文档摘录 —
==========

电影评论情感分析：RNN循环网络原理及自然语言处理NLP应用

2022-01-20
Author 孙新斌
~10.58K words

1. 电影评论情感分析案例描述
2. 自然语言处理基础知识
3. IMDB数据集获取与处理（非TF集成模式）
4. 循环神经网络RNN与LSTM介绍

电影评论情感分析：RNN循环网络原理及自然语言处理NLP应用

电影评论情感分析案例描述

情感分析（sentiment analysis），又称意见挖掘、倾向性分析，是对带有情感色彩的主观性文本进行分析、处理、归纳和推理的过程。
本例使用IMDb网络电影数据集，对电影评论的情感倾向进行分析。https://www.imdb.com/
电影评论情感分析IMDb数据集
IMDb全称Internet Movie Database(互联网电影资料库),是一个关于电影演员、电影、电视节目、电视明星、电子游戏和电影制作的在线数据库。
利用模型进行预测
对影评文字进行数据预处理得到特征，通过特征建造深度学习模型，通过模型预测分出正面评价与负面评价

自然语言处理基础知识

分词
自然语言处理常见特征：
• 单独词
• 词的n元组
• 单独词或n元组出现的频率
• 词的词性
• 词的位置
……
结巴分词
• 三种分词模式：
① 精确模式：试图将句子最精确地切开，适合文本分析
② 全模式：把句子中所有的可以成词的词语都扫描出来, 速度非常快，但是不能解决歧义
③ 搜索引擎模式：在精确模式的基础上，对长词再次切分，提高召回率，适合用于搜索引擎分词
• 支持繁体分词
• 支持自定义词典
• jieba.cut 方法接受三个输入参数: 需要分词的字符串；cut_all 参数用来控制是否采用全模式；HMM 参数用来控制是否使用 HMM 模型
• jieba.cut_for_search 方法接受两个参数：需要分词的字符串；是否使用 HMM 模型。该方法适合用于搜索引擎构建倒排索引的分词
• jieba.cut 以及 jieba.cut_for_search 返回的结构都是一个可迭代的generator，可以使用 for 循环来获得分词后得到的每一个词语，或者用jieba.lcut 以及 jieba.lcut_for_search 直接返回 list
• 开发者可以指定自己自定义的词典，以便包含 jieba 词库里没有的词 • 用法： jieba.load_userdict(file_name)

==========

所列条目 —
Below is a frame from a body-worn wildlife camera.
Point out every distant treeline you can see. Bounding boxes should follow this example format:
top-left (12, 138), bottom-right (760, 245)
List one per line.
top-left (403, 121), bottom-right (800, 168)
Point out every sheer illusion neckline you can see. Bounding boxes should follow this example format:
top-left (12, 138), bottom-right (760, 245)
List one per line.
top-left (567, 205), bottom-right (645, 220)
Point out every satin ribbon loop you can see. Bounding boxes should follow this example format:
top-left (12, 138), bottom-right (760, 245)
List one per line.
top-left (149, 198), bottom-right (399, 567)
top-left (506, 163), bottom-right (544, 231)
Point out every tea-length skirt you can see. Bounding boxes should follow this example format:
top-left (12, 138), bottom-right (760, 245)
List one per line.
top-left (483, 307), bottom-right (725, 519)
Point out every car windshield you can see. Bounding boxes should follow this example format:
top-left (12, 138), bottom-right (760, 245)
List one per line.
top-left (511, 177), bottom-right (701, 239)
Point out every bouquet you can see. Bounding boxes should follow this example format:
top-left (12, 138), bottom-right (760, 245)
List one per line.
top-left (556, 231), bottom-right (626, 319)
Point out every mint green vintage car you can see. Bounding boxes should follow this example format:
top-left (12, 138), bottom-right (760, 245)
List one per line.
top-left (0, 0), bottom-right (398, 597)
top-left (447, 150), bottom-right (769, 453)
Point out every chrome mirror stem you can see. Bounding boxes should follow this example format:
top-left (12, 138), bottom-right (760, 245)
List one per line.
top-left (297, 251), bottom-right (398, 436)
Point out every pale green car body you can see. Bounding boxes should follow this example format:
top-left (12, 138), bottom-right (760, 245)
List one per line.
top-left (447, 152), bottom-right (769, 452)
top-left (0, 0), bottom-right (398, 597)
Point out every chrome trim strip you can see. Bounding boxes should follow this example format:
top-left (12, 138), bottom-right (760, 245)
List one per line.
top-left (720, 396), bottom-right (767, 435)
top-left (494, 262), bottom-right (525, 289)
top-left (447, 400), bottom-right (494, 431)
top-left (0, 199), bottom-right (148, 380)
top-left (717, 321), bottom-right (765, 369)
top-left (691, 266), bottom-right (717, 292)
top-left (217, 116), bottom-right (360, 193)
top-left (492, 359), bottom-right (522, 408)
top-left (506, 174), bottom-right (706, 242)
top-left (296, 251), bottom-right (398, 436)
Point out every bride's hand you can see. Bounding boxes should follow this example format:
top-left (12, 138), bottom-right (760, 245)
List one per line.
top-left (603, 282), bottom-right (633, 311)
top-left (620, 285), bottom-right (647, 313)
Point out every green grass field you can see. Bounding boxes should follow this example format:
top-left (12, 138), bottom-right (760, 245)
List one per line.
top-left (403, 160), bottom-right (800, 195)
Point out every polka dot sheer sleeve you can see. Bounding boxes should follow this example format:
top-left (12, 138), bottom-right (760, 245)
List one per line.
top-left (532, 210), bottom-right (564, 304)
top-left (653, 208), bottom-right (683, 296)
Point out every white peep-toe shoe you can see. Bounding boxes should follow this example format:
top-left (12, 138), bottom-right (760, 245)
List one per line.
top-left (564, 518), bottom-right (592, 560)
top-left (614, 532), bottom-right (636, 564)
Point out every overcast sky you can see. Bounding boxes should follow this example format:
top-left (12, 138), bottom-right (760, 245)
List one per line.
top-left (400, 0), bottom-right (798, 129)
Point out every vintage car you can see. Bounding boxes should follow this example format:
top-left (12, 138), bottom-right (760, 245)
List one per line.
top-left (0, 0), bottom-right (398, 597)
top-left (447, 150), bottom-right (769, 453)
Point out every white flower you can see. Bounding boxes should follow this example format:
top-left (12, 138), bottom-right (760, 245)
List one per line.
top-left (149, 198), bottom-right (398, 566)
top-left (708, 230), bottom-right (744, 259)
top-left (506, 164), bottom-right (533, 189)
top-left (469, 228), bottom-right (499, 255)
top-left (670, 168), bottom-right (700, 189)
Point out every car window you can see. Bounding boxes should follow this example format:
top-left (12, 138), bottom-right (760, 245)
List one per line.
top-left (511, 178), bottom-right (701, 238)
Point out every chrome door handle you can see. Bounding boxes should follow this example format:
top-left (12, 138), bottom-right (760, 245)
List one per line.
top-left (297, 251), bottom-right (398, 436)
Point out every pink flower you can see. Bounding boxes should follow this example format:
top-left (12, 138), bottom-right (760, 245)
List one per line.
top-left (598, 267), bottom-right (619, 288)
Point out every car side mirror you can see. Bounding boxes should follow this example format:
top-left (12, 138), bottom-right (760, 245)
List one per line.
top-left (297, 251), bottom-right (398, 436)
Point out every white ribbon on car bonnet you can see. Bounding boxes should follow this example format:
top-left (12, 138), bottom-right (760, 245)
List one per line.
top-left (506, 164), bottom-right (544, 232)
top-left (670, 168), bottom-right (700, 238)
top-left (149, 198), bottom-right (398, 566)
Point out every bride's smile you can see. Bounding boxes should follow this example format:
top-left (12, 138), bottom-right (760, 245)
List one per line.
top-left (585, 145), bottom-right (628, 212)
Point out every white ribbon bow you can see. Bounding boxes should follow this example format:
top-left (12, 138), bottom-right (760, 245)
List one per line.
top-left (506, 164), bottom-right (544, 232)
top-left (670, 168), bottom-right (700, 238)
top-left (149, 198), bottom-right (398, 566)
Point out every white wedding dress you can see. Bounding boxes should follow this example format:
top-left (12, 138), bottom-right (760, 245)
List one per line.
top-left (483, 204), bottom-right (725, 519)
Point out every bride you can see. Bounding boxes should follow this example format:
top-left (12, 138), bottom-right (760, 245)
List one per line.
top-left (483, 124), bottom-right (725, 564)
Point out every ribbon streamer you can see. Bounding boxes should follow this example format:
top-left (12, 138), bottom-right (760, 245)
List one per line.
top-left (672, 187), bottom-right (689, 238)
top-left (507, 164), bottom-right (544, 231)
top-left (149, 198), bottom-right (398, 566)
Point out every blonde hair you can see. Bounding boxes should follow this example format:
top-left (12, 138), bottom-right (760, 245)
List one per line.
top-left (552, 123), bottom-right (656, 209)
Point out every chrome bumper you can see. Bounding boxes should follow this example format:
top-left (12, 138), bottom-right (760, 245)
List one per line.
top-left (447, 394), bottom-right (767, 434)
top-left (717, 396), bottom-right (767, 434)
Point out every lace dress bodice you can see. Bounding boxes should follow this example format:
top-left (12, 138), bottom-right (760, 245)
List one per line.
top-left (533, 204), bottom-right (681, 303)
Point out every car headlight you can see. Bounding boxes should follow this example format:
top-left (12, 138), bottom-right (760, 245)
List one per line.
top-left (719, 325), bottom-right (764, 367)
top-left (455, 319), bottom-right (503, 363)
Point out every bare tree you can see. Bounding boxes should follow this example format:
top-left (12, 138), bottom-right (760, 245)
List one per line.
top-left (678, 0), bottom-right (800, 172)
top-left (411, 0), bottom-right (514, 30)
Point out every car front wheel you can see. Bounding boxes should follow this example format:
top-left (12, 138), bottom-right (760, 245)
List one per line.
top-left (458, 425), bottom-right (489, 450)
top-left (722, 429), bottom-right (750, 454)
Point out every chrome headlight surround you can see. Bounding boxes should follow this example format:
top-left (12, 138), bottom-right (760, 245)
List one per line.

==========

布置任务 —
A. 这篇情感分析文章中介绍的结巴分词有哪几种分词模式？请全部列出。
B. 从列表中摘出以含有“Point out every pale”的那一行开始、到含有“top-left (403, 160), bottom-right (800, 195)”的那一行结束的所有行，首尾两行都包括在内，一字不改地照抄。
上面的文章和列表是互不相干的两份材料。

依次输出 —
A. 精确模式、全模式、搜索引擎模式

B.
Point out every pale green car body you can see. Bounding boxes should follow this example format:
top-left (12, 138), bottom-right (760, 245)
List one per line.
top-left (447, 152), bottom-right (769, 452)
top-left (0, 0), bottom-right (398, 597)
Point out every chrome trim strip you can see. Bounding boxes should follow this example format:
top-left (12, 138), bottom-right (760, 245)
List one per line.
top-left (720, 396), bottom-right (767, 435)
top-left (494, 262), bottom-right (525, 289)
top-left (447, 400), bottom-right (494, 431)
top-left (0, 199), bottom-right (148, 380)
top-left (717, 321), bottom-right (765, 369)
top-left (691, 266), bottom-right (717, 292)
top-left (217, 116), bottom-right (360, 193)
top-left (492, 359), bottom-right (522, 408)
top-left (506, 174), bottom-right (706, 242)
top-left (296, 251), bottom-right (398, 436)
Point out every bride's hand you can see. Bounding boxes should follow this example format:
top-left (12, 138), bottom-right (760, 245)
List one per line.
top-left (603, 282), bottom-right (633, 311)
top-left (620, 285), bottom-right (647, 313)
Point out every green grass field you can see. Bounding boxes should follow this example format:
top-left (12, 138), bottom-right (760, 245)
List one per line.
top-left (403, 160), bottom-right (800, 195)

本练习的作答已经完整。